• **Work to complete**: Reproduce the part of the listing that starts with the line containing "[locate] the empty" and ends with the line containing "[locate] the patterned", including both of those lines, unchanged.

• **Supplied material**:
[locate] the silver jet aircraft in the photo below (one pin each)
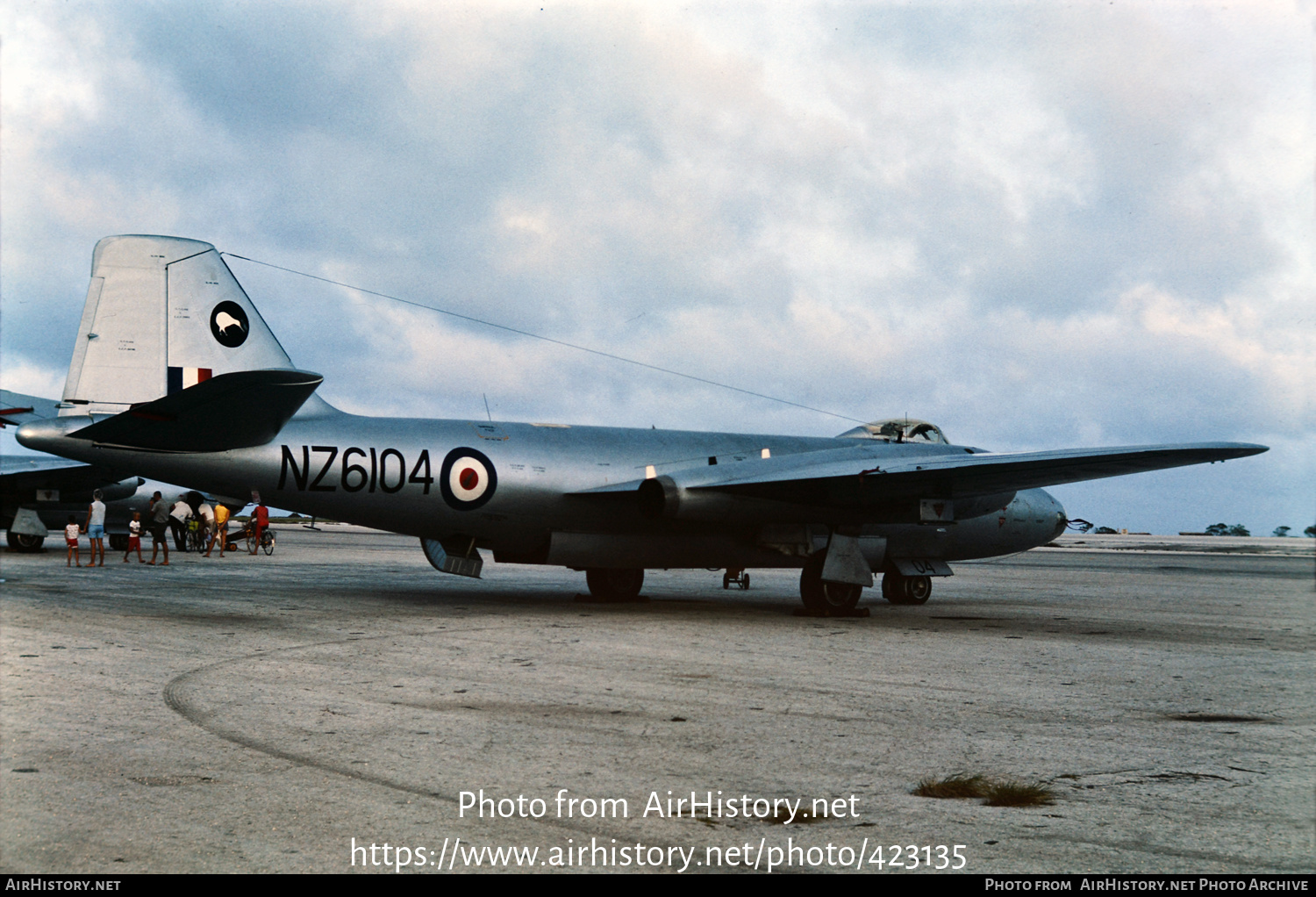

...

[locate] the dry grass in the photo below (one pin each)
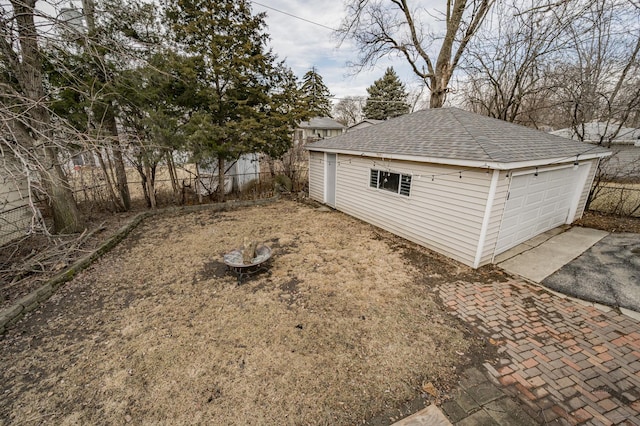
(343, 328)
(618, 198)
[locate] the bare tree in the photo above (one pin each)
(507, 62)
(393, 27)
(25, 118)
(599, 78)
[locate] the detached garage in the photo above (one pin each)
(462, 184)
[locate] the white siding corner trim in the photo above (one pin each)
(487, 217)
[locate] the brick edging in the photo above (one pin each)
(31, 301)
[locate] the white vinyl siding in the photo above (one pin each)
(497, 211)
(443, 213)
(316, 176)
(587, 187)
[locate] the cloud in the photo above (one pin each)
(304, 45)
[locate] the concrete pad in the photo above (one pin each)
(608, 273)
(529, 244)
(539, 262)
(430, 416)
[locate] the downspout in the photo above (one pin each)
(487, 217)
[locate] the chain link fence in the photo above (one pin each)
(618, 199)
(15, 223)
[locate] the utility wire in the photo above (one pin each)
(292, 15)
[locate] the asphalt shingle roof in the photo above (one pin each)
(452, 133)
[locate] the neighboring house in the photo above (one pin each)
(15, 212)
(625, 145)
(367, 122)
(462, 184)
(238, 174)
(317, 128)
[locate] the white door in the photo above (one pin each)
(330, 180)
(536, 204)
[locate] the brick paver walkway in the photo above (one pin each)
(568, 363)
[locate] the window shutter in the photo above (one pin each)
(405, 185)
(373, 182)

--

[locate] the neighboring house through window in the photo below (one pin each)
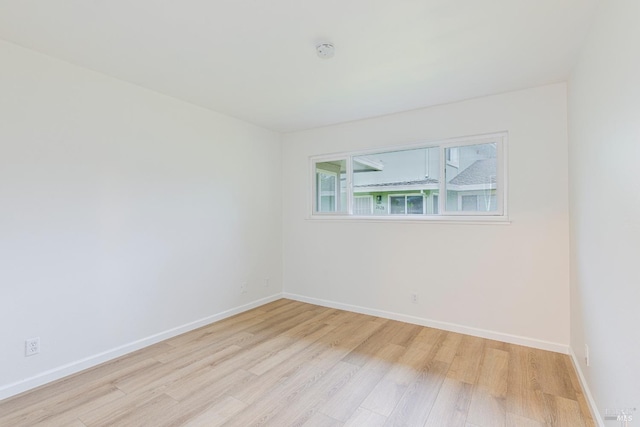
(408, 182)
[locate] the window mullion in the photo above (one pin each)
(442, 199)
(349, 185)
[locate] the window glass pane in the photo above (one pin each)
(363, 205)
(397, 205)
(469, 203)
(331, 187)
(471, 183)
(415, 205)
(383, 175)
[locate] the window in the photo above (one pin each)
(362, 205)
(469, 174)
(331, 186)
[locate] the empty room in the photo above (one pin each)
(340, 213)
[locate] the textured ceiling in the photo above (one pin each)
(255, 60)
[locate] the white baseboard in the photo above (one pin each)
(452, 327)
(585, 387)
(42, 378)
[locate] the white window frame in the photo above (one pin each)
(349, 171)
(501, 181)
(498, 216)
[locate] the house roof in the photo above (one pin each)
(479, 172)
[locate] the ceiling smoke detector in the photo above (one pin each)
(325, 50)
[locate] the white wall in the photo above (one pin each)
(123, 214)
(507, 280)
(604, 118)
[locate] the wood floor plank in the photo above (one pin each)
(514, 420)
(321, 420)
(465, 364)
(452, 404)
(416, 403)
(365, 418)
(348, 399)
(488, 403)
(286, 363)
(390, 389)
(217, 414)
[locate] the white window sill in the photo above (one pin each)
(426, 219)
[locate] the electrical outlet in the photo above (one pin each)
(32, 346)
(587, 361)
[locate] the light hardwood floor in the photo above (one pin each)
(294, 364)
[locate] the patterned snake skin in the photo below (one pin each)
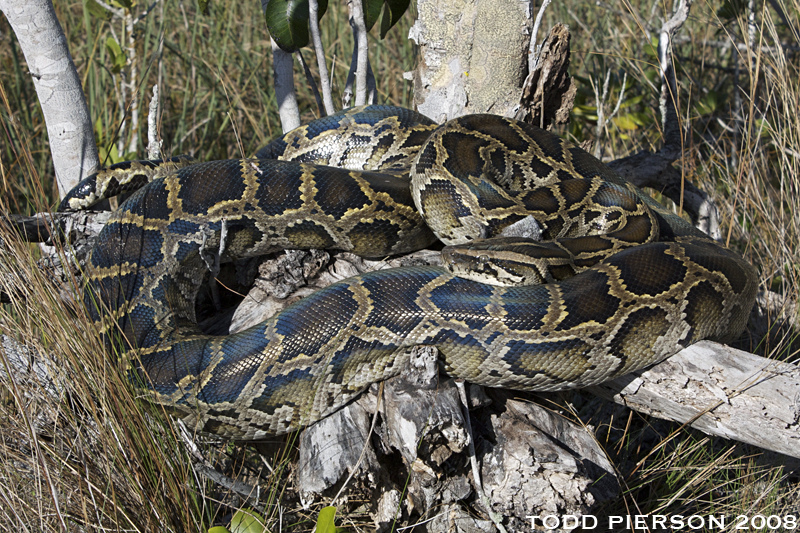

• **Reply**:
[locate] the empty room in the photo above (one pin each)
(340, 213)
[locate] the textured ceiling in the photo above (one pin each)
(255, 60)
[locate] the white baseboard in the photo above (one pin each)
(452, 327)
(585, 387)
(42, 378)
[locate] the white window frame in the photo above (one pin each)
(349, 171)
(501, 181)
(498, 216)
[locate] the house roof in the photo above (one pin each)
(479, 172)
[locate] the ceiling smoke detector in the photo above (one pin each)
(325, 50)
[locate] the white wall in the photo above (one pin each)
(123, 214)
(507, 280)
(604, 118)
[locate] the wood floor plank in the photo above (one pin each)
(514, 420)
(321, 420)
(465, 364)
(452, 404)
(416, 403)
(365, 418)
(348, 399)
(488, 403)
(286, 363)
(390, 389)
(217, 414)
[locate] the white window sill in the photo above (one pin each)
(426, 219)
[locate] the electrical outlet in the photo above (one pin each)
(32, 346)
(587, 361)
[locate] the light hardwood floor in the photo above (one pin each)
(294, 364)
[locate] the patterned snake skin in the photo below (one pin each)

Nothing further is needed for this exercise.